# Objective
Exact copies are required of the lines from the line containing "Task: put a point on every instance of the tall" through the final line of the listing, both included, and of no other lines.

Coordinate annotation records
::::
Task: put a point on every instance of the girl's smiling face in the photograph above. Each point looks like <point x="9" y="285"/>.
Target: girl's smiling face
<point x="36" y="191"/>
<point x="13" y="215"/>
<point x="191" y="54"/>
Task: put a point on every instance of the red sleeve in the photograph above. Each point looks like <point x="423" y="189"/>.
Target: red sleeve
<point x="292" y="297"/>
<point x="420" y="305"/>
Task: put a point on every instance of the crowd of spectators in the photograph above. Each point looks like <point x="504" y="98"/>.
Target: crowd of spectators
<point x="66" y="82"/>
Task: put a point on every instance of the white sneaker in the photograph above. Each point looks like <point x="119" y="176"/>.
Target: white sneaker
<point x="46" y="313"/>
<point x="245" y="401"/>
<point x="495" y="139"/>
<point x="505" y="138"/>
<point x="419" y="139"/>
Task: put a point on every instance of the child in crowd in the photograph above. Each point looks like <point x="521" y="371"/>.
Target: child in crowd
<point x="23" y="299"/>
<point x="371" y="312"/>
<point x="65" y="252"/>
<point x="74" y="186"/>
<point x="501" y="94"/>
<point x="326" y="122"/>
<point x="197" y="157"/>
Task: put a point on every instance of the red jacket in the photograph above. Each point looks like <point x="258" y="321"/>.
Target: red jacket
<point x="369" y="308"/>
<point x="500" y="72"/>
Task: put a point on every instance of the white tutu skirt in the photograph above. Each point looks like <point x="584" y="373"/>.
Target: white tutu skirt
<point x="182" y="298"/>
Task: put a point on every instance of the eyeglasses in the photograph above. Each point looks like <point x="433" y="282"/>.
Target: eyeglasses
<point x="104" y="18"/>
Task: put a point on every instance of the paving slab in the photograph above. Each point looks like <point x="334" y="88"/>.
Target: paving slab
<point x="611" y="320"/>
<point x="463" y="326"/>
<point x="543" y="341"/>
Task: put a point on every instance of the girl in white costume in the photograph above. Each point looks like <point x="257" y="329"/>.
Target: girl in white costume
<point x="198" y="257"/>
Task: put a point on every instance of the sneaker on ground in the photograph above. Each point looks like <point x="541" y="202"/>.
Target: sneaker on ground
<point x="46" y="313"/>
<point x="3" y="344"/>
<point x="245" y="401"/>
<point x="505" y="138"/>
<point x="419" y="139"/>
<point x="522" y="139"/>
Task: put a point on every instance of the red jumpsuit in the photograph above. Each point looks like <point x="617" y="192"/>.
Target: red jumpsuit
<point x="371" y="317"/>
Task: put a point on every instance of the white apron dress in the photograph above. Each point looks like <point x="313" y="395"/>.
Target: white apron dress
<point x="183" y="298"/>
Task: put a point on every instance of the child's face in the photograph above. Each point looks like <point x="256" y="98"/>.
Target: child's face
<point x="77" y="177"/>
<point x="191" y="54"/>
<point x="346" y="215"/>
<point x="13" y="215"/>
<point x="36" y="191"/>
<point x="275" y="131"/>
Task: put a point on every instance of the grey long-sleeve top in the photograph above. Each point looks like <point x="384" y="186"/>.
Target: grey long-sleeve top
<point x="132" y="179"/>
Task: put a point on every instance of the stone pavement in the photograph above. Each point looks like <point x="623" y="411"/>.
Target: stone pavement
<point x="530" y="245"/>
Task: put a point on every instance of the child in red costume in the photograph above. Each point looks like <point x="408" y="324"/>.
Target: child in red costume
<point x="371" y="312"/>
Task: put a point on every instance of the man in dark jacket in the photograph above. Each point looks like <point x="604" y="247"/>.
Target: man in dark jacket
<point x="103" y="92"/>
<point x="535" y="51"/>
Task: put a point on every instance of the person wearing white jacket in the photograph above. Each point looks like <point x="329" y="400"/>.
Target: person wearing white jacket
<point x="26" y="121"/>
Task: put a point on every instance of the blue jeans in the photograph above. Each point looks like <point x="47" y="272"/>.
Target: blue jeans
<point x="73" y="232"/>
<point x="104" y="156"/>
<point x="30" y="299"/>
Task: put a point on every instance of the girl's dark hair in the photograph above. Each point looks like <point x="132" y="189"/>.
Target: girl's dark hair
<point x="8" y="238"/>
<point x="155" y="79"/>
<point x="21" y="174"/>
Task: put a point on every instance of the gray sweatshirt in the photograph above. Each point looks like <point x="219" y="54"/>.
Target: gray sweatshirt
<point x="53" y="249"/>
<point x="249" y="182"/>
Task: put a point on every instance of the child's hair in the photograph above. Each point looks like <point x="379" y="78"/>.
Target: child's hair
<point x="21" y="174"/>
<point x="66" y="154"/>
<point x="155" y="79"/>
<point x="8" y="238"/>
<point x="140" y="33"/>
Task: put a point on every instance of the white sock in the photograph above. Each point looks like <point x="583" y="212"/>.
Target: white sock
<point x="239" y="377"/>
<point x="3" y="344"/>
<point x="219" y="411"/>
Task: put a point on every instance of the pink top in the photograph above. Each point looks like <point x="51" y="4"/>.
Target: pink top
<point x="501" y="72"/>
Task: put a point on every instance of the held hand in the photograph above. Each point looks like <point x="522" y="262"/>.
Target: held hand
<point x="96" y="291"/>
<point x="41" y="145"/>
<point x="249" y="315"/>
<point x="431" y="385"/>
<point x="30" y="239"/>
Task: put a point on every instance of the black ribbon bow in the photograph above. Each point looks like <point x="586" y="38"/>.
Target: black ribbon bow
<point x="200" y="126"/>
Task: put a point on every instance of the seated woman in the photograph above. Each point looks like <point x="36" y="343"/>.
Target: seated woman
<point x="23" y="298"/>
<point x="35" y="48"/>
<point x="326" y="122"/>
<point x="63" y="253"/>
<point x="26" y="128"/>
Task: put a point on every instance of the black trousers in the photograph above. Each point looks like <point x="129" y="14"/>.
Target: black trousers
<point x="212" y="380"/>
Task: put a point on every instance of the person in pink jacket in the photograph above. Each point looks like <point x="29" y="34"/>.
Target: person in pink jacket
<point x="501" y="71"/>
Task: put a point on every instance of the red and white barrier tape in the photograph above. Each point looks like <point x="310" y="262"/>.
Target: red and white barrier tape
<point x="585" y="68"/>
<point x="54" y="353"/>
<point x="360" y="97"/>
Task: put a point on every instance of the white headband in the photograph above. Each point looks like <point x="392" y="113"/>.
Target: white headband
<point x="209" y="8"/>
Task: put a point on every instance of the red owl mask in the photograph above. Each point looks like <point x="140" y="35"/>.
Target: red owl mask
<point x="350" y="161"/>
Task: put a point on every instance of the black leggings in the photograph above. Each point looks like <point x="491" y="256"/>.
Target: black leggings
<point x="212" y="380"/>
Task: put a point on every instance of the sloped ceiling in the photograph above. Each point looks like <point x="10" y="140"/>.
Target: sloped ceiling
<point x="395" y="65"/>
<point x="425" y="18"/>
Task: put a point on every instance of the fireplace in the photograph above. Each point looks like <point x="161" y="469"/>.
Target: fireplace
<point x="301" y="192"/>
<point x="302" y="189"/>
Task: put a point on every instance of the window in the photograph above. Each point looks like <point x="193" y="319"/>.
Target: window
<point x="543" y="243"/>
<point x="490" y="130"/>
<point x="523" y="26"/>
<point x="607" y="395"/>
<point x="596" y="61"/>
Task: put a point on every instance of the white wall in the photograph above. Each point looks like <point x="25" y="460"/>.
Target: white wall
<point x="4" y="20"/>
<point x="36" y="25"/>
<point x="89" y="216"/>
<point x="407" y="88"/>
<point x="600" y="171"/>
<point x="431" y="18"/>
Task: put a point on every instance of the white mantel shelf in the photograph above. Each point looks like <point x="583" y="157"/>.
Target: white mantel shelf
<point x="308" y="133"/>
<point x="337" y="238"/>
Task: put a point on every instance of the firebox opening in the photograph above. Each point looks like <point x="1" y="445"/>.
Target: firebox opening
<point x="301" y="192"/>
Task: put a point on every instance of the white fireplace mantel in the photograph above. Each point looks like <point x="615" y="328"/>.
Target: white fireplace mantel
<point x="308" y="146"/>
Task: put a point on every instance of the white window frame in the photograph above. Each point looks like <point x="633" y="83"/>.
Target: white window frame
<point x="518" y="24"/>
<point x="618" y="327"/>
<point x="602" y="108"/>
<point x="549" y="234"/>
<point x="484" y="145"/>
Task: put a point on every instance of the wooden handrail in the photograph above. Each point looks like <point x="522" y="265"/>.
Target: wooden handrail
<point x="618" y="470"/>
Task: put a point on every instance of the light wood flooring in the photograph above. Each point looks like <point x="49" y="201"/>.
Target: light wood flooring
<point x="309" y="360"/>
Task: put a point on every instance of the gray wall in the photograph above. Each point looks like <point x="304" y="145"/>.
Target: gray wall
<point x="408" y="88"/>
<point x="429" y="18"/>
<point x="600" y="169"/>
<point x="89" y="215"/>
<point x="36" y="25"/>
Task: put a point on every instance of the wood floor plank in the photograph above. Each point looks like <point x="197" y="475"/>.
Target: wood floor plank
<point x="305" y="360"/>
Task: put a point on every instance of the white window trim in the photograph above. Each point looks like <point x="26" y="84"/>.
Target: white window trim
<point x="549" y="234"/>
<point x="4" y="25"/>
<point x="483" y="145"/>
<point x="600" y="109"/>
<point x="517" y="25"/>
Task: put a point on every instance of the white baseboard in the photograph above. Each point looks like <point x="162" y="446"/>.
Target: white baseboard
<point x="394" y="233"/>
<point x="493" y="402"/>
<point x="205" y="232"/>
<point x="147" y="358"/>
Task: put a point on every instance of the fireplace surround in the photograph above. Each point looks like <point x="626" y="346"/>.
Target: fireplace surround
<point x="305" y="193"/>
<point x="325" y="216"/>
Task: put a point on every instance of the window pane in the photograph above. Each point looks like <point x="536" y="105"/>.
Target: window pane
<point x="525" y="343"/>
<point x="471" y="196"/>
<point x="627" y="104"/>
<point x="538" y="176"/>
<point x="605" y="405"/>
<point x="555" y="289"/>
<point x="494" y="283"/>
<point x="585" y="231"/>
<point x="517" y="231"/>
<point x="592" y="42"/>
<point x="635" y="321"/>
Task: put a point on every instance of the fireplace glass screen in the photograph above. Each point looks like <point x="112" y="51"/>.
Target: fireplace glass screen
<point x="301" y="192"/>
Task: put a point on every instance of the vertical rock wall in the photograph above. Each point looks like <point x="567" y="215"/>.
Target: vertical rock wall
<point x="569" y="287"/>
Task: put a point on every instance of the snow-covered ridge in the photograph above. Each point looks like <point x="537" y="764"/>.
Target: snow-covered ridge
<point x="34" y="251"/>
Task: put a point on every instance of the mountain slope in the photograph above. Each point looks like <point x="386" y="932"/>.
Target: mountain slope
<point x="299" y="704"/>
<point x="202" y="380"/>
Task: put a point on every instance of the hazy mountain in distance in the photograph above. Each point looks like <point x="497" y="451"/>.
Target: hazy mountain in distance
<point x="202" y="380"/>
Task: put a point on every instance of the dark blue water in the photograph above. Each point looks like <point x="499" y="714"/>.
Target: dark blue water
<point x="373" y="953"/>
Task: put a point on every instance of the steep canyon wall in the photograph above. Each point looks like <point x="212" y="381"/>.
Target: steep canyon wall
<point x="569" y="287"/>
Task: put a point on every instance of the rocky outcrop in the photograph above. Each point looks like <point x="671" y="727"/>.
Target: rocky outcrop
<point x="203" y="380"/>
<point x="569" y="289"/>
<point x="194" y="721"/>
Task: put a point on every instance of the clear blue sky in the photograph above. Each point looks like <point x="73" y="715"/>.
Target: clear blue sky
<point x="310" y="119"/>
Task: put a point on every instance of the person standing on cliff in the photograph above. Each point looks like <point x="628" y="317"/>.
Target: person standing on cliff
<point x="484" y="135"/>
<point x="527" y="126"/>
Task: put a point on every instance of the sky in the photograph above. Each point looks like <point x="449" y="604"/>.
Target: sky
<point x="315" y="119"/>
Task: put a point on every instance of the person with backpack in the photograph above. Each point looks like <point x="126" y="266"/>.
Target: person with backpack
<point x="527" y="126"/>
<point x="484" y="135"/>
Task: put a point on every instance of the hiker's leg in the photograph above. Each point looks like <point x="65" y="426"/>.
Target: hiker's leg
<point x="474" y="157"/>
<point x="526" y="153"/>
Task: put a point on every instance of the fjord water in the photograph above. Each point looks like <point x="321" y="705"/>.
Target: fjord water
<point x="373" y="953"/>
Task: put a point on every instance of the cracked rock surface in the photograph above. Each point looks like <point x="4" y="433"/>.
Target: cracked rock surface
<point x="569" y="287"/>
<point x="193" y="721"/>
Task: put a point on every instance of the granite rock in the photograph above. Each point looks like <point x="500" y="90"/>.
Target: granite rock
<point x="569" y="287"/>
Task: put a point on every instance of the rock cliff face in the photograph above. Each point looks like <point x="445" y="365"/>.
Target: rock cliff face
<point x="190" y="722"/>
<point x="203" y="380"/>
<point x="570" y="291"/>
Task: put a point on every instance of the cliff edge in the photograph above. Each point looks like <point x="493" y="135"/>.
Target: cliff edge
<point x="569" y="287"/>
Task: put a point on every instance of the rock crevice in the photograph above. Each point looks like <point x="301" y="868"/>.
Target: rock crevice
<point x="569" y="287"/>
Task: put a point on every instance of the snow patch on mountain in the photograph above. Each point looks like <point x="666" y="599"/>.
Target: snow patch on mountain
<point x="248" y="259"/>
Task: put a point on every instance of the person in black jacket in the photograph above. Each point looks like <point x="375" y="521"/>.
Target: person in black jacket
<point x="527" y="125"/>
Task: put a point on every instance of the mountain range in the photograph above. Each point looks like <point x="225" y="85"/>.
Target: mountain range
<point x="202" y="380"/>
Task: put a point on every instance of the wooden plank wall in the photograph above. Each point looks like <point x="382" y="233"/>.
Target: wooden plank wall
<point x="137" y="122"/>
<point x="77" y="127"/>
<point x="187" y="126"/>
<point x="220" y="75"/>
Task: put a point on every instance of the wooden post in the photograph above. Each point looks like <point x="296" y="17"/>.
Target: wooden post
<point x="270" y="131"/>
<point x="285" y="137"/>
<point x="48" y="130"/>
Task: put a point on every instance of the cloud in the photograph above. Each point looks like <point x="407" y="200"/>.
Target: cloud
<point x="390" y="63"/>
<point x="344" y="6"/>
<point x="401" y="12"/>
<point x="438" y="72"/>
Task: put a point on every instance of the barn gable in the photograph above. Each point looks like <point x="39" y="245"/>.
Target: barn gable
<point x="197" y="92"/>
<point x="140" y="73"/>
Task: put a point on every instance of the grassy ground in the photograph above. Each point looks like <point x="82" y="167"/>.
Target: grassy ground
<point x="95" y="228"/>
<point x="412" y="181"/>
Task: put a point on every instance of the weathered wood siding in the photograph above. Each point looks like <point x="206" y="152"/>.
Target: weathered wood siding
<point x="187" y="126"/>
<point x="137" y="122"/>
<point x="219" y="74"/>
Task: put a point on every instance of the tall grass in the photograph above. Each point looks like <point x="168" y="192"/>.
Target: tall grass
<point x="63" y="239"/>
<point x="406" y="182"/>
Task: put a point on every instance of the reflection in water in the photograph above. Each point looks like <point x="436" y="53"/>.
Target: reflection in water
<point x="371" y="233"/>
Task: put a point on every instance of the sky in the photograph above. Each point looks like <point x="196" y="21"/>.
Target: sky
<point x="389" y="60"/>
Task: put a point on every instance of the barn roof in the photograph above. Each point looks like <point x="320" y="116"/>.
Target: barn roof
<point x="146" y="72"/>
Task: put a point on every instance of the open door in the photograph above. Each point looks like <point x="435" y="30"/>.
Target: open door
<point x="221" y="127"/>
::::
# Expected output
Task: put a point on every instance of the tall grass in the photograph above. Each point looks like <point x="168" y="192"/>.
Target: tall grass
<point x="63" y="239"/>
<point x="406" y="182"/>
Task: put a point on every instance of the reflection in water in the photograph above. Each point looks like <point x="436" y="53"/>.
Target: reflection in water
<point x="371" y="233"/>
Task: put a point on every instance of the sky in the photograph above. Each point looks like <point x="196" y="21"/>.
Target: sky
<point x="389" y="60"/>
Task: put a point on every instance of the barn roof in the photograph above. Each point looks like <point x="320" y="116"/>.
Target: barn roof
<point x="146" y="72"/>
Task: put a point on every instance of the open door in the photograph above. Each point looks like <point x="435" y="30"/>.
Target: open door
<point x="221" y="127"/>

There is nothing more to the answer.